- Exercise requirements
An exact copy of all the data is needed, with every picture left out.

START Task data

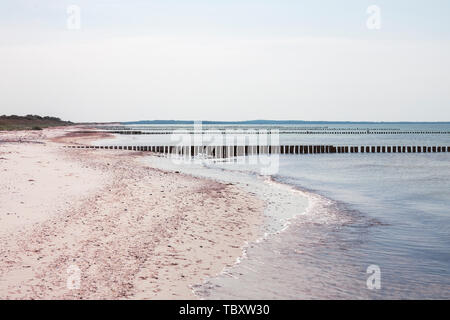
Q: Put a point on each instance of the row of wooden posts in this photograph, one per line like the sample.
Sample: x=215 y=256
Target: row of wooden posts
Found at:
x=212 y=132
x=231 y=151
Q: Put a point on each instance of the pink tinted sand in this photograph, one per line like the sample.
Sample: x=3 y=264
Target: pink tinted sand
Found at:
x=134 y=232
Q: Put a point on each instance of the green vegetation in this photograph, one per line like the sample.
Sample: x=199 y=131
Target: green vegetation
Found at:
x=30 y=122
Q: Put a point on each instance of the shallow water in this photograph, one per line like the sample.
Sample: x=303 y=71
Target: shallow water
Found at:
x=331 y=216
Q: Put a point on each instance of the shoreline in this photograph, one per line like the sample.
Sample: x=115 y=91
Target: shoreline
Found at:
x=135 y=232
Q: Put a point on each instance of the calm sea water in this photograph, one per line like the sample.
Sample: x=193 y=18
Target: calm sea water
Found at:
x=330 y=216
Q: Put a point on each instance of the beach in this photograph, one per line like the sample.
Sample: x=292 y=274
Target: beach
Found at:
x=125 y=229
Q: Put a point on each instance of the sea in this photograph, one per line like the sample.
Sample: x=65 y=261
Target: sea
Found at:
x=336 y=226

END Task data

- Solution
Q: Put a point on each instance of the row of wooden posts in this photograph, one per line like the sample.
Sample: x=215 y=256
Target: row of wooden posts
Found at:
x=212 y=132
x=231 y=151
Q: Put a point on each instance of the pink tinted sand in this photograph, one per line like the sample.
Sample: x=3 y=264
Target: pink tinted sand
Found at:
x=134 y=232
Q: Put a point on each instance of the green vegetation in this photograph, one per line like the sample.
Sample: x=199 y=131
Target: green vegetation
Found at:
x=30 y=122
Q: Put a point on each instance of the shallow water in this photograph, one per line like the sample.
Sample: x=303 y=71
Target: shallow water
Found at:
x=331 y=216
Q: Put a point on each instance of the shoreline in this photograph, one per line like the sample.
Sample: x=115 y=91
Target: shoreline
Found at:
x=135 y=232
Q: Put a point on each instance of the calm sea water in this photograph, one per line like the sample.
Sample: x=193 y=18
Target: calm sea water
Found at:
x=330 y=216
Q: Put a point on each instance of the beach in this photograph, one per line like the sample.
Sample: x=292 y=274
Target: beach
Found at:
x=125 y=229
Q: Put a point on each instance of the sea in this photograph, one per line like the sample.
Sample: x=65 y=261
Target: sea
Found at:
x=336 y=226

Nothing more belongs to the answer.